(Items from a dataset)
· · ·

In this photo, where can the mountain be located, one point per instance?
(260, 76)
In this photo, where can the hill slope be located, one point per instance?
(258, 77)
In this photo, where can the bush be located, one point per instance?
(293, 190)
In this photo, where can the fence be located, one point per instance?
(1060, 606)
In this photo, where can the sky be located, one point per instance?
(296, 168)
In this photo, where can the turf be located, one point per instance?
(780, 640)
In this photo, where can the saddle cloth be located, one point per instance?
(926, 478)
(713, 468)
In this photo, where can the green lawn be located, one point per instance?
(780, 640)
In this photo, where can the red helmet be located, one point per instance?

· · ·

**Goal of the exercise:** Write out all the entries again, including each request line, and add -101 to every x and y coordinate in the answers.

**Final result:**
In this photo, where can the mountain be located, one point per instance?
(159, -25)
In this photo, where can the hill slope be located, one point per instance?
(157, -24)
In this photo, where can the bush be located, one point per instance?
(192, 89)
In this photo, where can the fence be located, one point per instance?
(959, 505)
In this photo, where can the sky be located, one point per instance?
(195, 67)
In this photo, where can the turf be located, one point per instance?
(679, 539)
In this photo, where can the saddle cloth be located, one point per instance?
(825, 377)
(612, 367)
In this photo, where can the green lawn be located, one point per instance?
(679, 539)
In this photo, where can the red helmet be located, one point per instance?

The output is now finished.